- [Input for this task]:
╔══

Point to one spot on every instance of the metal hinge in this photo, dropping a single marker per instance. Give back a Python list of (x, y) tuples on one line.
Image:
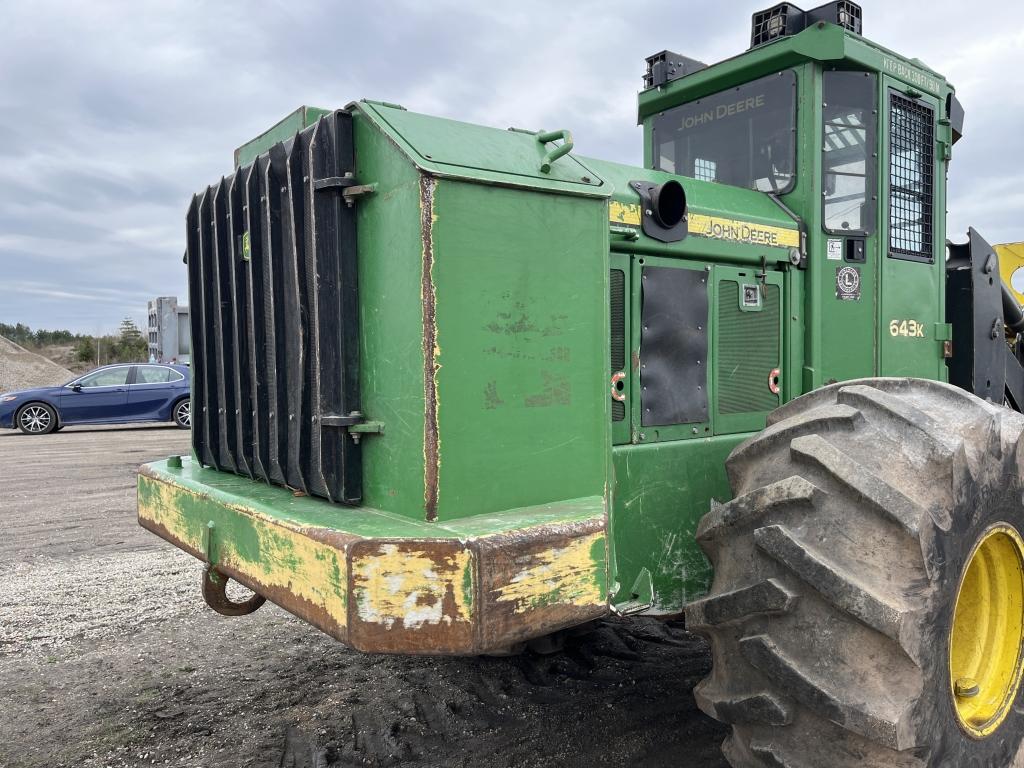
[(346, 184), (354, 422)]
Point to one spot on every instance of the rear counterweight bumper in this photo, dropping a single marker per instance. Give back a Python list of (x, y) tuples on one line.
[(382, 583)]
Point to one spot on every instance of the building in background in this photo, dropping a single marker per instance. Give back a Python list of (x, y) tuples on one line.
[(169, 335)]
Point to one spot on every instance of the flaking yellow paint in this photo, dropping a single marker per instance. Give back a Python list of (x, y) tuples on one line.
[(288, 557), (393, 584), (560, 576)]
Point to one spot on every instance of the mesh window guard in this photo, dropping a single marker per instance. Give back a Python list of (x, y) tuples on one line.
[(911, 141)]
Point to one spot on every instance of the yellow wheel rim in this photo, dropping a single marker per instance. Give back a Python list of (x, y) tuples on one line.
[(987, 636)]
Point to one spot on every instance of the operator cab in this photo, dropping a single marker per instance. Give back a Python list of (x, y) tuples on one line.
[(851, 138)]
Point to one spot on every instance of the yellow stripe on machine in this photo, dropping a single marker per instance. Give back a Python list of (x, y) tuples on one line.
[(742, 231), (715, 226), (624, 213)]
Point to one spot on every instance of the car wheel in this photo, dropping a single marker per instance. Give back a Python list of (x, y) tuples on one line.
[(37, 418), (182, 414)]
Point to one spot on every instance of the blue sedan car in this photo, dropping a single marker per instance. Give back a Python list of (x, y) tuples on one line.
[(113, 394)]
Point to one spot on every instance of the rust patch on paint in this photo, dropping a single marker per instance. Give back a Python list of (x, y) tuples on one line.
[(428, 295)]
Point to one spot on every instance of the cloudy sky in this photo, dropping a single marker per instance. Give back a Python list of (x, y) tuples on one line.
[(113, 114)]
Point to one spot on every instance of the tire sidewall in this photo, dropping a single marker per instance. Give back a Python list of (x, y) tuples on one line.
[(53, 418), (982, 506), (174, 413)]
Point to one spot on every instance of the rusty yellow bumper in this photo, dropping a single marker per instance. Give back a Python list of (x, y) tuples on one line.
[(383, 583)]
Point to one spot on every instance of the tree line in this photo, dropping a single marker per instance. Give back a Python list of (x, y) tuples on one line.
[(128, 345)]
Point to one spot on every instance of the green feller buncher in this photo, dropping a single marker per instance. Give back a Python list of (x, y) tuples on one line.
[(457, 388)]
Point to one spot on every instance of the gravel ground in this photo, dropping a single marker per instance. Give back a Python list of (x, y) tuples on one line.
[(20, 369), (109, 656)]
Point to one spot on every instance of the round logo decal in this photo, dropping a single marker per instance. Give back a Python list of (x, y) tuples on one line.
[(848, 284)]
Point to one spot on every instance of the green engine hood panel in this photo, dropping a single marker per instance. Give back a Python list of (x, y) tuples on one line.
[(452, 148)]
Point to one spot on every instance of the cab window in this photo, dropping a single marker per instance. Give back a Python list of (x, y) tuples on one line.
[(849, 158), (744, 136)]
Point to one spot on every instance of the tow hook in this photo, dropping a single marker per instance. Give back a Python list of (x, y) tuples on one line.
[(215, 594)]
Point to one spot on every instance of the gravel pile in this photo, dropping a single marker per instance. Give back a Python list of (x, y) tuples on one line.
[(20, 369)]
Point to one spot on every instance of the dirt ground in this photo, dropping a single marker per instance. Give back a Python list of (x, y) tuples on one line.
[(110, 657)]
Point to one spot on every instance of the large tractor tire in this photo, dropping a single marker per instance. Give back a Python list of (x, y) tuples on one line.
[(867, 607)]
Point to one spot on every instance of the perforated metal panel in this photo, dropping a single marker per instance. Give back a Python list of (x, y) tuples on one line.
[(617, 335), (911, 164), (748, 350)]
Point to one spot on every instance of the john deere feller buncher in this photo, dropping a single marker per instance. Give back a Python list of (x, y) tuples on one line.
[(457, 387)]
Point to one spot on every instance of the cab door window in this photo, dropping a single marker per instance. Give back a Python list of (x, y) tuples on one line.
[(849, 158)]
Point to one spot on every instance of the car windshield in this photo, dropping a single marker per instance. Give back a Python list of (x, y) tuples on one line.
[(744, 136)]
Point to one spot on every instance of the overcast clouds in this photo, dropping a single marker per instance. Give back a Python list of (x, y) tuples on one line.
[(112, 115)]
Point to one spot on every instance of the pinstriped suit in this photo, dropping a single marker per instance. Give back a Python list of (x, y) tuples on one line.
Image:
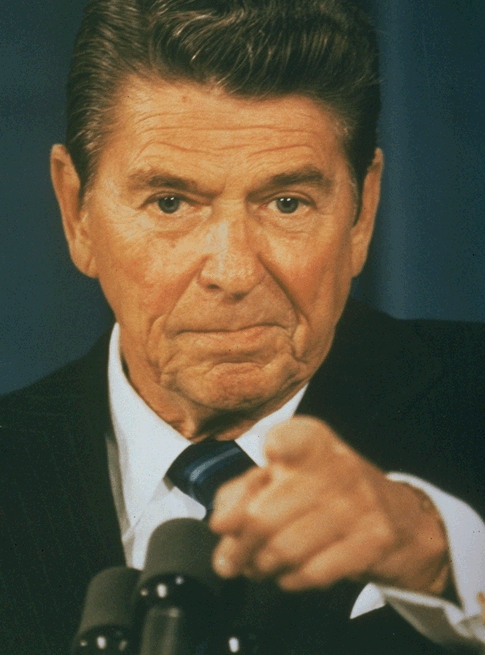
[(409, 395)]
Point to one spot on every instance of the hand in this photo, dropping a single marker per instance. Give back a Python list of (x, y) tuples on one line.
[(319, 512)]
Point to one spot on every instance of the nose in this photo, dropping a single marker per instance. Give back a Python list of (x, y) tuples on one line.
[(232, 266)]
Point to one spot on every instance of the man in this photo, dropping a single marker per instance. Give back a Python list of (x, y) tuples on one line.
[(220, 179)]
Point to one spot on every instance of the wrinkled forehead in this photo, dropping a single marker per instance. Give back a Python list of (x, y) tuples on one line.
[(153, 115)]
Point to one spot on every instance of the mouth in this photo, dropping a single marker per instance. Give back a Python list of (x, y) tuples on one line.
[(241, 339)]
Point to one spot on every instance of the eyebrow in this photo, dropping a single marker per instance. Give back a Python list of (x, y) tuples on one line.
[(308, 175), (156, 179)]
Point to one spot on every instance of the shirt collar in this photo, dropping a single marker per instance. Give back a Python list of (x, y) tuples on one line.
[(147, 445)]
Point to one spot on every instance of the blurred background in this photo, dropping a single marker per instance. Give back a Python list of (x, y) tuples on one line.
[(428, 255)]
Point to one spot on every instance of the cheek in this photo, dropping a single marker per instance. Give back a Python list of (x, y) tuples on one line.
[(141, 275), (317, 275)]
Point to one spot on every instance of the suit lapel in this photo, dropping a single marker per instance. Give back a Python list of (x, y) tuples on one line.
[(376, 370)]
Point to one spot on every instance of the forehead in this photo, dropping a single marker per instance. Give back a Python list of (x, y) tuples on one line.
[(184, 123)]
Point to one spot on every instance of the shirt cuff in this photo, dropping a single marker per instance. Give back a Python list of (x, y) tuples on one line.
[(437, 619)]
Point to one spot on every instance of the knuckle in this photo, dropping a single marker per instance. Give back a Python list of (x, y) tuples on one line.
[(381, 534), (255, 518)]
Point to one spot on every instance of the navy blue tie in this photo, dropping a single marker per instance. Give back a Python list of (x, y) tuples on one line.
[(203, 467)]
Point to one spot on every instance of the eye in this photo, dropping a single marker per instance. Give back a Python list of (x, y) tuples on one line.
[(287, 205), (169, 204)]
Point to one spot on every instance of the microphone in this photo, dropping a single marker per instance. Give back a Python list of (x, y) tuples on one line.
[(177, 593), (106, 622)]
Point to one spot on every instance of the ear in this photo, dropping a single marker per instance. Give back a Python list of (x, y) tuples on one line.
[(364, 226), (75, 218)]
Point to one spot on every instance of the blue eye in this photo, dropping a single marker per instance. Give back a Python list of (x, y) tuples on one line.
[(169, 204), (287, 205)]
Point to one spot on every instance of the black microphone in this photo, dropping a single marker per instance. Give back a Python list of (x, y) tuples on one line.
[(177, 593), (107, 618)]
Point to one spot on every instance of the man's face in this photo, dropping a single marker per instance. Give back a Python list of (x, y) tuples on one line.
[(223, 233)]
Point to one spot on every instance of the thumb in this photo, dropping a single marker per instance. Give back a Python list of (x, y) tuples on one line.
[(297, 440)]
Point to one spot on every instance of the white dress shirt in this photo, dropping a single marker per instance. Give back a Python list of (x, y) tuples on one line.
[(144, 446)]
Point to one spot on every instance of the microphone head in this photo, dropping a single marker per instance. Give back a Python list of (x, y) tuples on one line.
[(108, 600), (182, 547)]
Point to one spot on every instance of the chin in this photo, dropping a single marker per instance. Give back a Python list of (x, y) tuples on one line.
[(233, 387)]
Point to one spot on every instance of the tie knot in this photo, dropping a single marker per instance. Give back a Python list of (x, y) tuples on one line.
[(203, 467)]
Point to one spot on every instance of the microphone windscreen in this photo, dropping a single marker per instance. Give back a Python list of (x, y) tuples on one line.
[(108, 599), (182, 547)]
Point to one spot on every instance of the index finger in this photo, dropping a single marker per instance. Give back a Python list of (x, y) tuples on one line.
[(232, 499)]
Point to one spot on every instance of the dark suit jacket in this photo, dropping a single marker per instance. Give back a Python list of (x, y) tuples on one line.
[(409, 395)]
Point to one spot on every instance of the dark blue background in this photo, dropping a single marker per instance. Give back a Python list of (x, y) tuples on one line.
[(428, 255)]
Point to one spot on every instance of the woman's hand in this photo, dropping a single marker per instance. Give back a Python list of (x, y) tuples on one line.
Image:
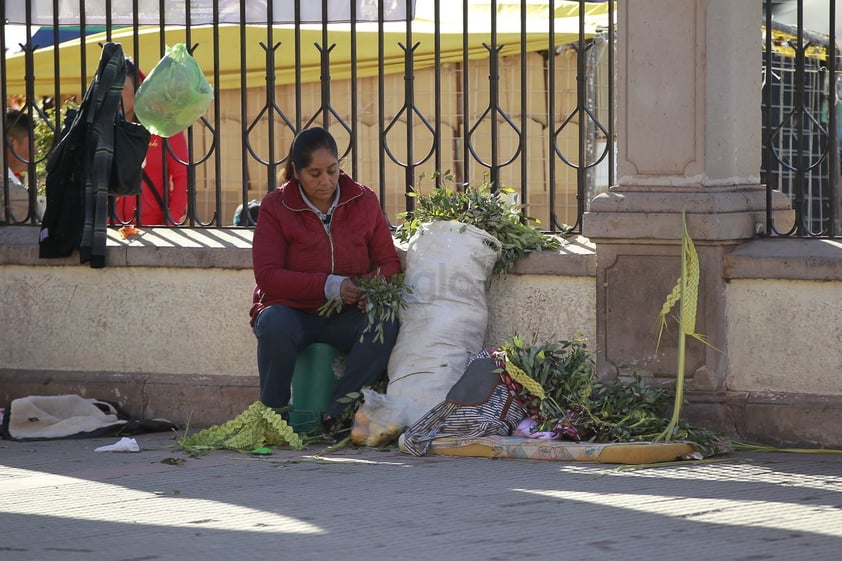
[(349, 293)]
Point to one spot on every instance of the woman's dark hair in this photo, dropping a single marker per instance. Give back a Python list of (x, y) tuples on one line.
[(303, 145)]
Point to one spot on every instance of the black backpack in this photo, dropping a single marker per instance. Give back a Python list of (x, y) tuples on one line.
[(97, 153)]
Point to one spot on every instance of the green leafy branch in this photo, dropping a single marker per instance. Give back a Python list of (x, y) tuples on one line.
[(384, 298), (625, 411)]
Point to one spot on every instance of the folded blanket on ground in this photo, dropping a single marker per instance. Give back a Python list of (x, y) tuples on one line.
[(72, 416)]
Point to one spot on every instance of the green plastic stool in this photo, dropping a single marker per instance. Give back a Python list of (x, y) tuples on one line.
[(317, 369)]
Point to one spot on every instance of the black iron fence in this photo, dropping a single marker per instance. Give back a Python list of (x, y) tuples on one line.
[(509, 93), (506, 91)]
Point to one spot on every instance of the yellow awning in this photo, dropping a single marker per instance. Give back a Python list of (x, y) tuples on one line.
[(227, 40)]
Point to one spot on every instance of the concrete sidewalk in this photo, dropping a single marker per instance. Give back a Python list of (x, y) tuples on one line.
[(61, 501)]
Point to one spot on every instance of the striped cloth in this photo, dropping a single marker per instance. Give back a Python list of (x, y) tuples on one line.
[(498, 415)]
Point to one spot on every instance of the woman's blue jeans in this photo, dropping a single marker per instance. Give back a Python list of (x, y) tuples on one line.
[(282, 332)]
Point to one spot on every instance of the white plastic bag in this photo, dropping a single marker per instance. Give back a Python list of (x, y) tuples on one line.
[(378, 421)]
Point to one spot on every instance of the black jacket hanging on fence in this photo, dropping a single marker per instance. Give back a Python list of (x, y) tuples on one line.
[(79, 168)]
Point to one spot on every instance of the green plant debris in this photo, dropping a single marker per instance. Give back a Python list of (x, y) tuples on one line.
[(257, 427), (580, 407), (485, 208)]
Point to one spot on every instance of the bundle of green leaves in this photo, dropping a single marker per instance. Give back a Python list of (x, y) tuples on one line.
[(491, 210), (625, 411)]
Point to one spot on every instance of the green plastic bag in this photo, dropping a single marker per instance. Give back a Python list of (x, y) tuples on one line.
[(174, 94)]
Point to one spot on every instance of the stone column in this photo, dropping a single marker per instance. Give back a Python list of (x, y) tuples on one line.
[(689, 140)]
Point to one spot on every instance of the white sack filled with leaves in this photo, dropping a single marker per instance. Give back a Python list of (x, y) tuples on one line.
[(448, 266)]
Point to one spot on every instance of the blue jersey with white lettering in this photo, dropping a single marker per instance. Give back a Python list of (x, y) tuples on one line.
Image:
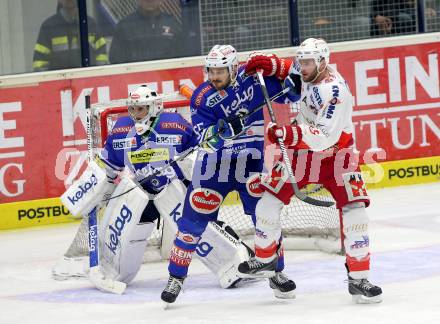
[(169, 135), (208, 105)]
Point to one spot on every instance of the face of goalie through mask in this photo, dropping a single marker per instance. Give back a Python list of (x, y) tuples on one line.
[(144, 105)]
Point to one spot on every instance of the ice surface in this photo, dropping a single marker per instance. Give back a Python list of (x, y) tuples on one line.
[(405, 244)]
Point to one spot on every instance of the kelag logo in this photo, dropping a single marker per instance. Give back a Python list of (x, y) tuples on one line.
[(83, 189), (41, 212), (116, 229)]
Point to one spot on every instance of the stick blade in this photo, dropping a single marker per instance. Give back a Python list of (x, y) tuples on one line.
[(106, 284)]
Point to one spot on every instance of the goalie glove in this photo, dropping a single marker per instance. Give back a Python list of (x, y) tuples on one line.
[(270, 64), (290, 134)]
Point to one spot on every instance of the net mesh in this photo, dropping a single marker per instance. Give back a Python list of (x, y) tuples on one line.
[(297, 218)]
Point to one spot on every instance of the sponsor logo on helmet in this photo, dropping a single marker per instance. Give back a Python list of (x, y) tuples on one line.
[(121, 130), (173, 125), (216, 97), (227, 50), (205, 201), (149, 155), (253, 186)]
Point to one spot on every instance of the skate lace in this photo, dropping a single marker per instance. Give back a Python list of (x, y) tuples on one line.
[(254, 263), (362, 283), (174, 286), (280, 277)]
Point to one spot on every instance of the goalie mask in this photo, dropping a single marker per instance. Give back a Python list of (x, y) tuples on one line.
[(144, 105), (221, 56), (316, 49)]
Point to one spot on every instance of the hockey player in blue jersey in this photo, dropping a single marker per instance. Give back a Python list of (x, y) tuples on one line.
[(143, 142), (234, 163)]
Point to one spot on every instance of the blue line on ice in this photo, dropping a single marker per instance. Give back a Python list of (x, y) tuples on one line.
[(311, 277)]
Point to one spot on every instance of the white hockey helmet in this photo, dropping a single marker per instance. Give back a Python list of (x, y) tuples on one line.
[(313, 48), (152, 105), (223, 56)]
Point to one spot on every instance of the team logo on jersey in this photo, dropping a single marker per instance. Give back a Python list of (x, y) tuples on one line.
[(205, 201), (125, 143), (149, 155), (333, 102), (253, 186), (317, 96), (216, 97), (169, 139), (246, 96)]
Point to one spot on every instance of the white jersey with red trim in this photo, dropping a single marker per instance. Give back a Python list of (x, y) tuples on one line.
[(325, 115)]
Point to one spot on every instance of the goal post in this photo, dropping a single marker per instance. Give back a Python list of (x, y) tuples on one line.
[(304, 226)]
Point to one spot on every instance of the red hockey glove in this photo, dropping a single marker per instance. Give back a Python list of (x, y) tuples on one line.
[(289, 134), (269, 63)]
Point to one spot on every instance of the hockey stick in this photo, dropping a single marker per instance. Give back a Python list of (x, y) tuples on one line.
[(286, 159), (194, 148), (95, 274)]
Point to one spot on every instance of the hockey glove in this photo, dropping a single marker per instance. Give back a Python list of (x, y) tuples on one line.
[(289, 134), (269, 63)]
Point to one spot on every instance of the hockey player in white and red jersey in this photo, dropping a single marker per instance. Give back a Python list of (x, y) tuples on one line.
[(323, 131)]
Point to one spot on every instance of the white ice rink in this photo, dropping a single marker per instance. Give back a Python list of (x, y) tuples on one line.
[(405, 245)]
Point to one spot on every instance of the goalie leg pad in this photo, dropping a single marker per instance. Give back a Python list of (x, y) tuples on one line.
[(221, 251), (356, 240), (123, 238), (88, 191), (268, 227)]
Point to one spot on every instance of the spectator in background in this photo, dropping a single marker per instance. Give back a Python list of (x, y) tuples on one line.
[(146, 34), (392, 17), (58, 44), (191, 28)]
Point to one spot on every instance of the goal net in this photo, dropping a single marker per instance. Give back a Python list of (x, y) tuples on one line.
[(304, 226)]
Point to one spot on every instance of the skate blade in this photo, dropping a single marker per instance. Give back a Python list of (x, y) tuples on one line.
[(284, 295), (361, 299), (261, 274)]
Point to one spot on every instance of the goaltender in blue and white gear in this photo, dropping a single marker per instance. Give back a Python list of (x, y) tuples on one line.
[(139, 144)]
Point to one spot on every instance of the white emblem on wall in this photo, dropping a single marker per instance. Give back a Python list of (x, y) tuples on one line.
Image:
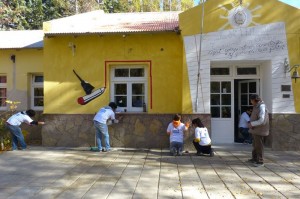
[(264, 42), (240, 16)]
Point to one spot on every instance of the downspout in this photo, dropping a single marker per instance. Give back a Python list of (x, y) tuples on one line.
[(199, 58)]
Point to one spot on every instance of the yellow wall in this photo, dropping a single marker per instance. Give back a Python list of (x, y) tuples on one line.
[(62, 88), (270, 11), (28, 61)]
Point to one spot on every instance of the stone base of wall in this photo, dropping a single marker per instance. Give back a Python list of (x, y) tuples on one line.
[(149, 131), (134, 130)]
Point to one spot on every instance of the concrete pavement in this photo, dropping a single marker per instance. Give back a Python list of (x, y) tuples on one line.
[(134, 173)]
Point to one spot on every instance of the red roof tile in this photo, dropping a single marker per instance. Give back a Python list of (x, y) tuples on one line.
[(100, 22)]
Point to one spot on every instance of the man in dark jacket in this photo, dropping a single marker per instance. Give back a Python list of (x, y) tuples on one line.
[(259, 128)]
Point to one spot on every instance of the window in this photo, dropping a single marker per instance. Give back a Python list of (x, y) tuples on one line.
[(37, 92), (220, 99), (246, 70), (3, 91), (220, 71), (129, 84)]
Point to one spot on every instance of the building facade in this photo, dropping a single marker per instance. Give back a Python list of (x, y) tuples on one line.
[(204, 62)]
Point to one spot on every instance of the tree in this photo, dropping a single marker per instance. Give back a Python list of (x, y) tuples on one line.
[(12, 14), (30, 14)]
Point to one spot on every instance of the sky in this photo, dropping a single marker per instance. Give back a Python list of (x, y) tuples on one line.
[(295, 3)]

╚══

- [To do]:
Please convert the records starting at the line containing "Point to one spot on every instance of the yellow wheel" and ending at the line containing "[(851, 138)]" into a two-column CSV with the header row request,answer. Give one row per record, with each field in double quotes and line breaks replaced by spaces.

- [Response]:
request,answer
"Point to one spot on every instance of the yellow wheel rim in this photo, dropping a single marker per instance. Give back a Python list of (x, y) tuples on one line.","[(987, 636)]"
"Point to one spot on every instance of the operator cab in this photo, dropping a single marker per instance. Give back a Python list of (x, y) tuples on one line.","[(851, 138)]"